Records drawn from a dataset
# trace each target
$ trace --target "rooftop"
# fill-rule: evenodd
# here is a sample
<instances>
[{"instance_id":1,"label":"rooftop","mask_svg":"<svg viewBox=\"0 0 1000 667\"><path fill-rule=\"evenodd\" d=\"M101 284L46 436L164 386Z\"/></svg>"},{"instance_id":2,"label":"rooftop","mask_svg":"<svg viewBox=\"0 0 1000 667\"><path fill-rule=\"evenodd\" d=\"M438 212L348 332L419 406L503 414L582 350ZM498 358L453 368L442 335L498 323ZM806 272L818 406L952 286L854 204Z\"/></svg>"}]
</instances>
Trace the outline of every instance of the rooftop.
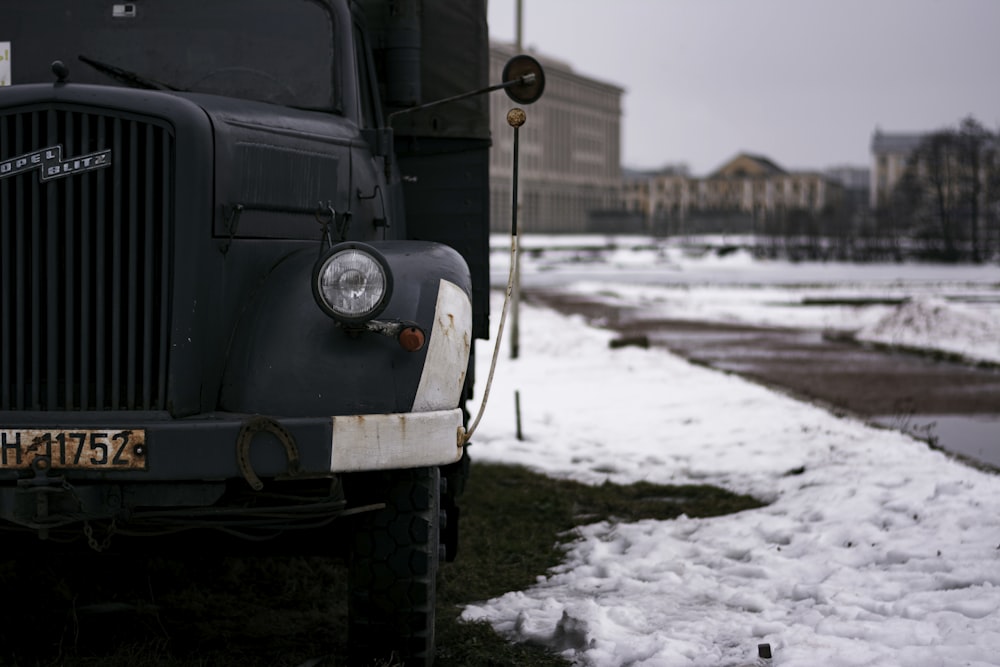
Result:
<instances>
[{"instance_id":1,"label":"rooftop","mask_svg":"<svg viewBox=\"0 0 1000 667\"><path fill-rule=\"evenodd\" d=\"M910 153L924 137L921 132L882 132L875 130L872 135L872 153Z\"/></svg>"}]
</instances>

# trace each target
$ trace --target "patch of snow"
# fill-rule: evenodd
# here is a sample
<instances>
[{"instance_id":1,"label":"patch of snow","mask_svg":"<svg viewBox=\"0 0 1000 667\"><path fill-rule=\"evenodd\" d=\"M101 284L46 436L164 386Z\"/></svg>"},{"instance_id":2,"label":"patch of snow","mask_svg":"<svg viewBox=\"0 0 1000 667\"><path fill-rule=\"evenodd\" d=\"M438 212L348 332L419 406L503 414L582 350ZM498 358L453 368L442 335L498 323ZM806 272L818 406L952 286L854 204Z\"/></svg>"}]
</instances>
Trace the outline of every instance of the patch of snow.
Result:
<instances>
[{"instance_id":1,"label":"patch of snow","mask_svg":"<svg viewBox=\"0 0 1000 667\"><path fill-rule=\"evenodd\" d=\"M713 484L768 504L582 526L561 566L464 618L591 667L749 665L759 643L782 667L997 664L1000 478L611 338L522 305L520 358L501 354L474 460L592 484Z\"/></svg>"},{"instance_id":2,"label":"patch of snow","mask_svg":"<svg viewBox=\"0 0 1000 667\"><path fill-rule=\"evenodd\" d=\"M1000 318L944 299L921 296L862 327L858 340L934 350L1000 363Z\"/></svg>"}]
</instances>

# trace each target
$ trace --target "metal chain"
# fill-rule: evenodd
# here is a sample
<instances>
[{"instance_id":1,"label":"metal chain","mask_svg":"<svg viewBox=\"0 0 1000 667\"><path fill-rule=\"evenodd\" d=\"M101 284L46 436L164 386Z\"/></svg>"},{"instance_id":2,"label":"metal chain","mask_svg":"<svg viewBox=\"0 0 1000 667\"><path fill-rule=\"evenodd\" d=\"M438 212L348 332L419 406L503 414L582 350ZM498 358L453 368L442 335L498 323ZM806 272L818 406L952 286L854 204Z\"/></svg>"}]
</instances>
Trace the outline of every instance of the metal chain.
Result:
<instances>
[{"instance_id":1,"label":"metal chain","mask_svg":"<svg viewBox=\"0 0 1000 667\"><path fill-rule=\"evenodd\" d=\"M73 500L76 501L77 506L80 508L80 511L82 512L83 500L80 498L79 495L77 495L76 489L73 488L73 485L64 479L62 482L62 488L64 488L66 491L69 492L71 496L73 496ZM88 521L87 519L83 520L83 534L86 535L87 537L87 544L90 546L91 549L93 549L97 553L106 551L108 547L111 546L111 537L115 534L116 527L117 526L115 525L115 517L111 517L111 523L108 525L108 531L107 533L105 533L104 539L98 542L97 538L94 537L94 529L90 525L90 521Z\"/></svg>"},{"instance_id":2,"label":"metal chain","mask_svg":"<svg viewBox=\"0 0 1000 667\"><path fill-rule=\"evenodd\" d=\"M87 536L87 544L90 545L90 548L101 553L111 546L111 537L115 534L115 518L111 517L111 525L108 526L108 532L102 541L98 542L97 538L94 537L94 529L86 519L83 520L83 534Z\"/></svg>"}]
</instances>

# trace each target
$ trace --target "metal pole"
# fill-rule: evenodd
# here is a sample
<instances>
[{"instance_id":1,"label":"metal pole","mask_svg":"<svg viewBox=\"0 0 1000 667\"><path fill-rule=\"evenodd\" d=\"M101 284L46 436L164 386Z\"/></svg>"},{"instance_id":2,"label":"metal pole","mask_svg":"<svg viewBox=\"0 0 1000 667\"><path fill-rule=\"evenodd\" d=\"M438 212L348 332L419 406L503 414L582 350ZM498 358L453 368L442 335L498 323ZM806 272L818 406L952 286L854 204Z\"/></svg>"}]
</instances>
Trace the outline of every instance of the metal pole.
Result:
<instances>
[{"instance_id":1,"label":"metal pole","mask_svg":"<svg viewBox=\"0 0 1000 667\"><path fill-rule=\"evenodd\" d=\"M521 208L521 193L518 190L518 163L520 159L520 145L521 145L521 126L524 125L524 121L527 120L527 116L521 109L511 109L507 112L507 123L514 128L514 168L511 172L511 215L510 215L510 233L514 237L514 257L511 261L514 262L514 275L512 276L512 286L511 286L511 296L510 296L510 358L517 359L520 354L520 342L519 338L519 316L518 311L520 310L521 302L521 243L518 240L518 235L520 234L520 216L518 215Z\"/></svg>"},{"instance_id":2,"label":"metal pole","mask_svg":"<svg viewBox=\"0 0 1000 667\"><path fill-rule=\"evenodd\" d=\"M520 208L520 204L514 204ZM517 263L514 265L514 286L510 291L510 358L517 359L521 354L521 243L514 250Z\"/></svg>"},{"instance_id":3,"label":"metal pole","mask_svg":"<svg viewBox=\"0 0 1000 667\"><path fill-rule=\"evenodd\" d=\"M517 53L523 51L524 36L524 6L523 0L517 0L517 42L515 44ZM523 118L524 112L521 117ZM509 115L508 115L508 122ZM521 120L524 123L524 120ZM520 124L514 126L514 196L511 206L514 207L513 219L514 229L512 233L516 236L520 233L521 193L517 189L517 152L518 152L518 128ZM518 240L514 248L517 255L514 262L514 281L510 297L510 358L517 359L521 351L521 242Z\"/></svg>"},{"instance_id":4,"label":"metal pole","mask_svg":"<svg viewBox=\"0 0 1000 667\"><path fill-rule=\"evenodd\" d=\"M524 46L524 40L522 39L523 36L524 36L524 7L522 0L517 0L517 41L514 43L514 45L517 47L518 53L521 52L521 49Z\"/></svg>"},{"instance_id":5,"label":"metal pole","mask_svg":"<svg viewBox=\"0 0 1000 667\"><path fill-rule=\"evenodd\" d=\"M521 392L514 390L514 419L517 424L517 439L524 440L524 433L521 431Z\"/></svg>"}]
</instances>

**Try it:**
The expected answer is every line above in which the word "outline" appears.

**Your response:**
Trace the outline of every instance of the rooftop.
Trace the outline of every instance of the patch of snow.
Trace the outline of every instance of the metal chain.
Trace the outline of every instance of the metal pole.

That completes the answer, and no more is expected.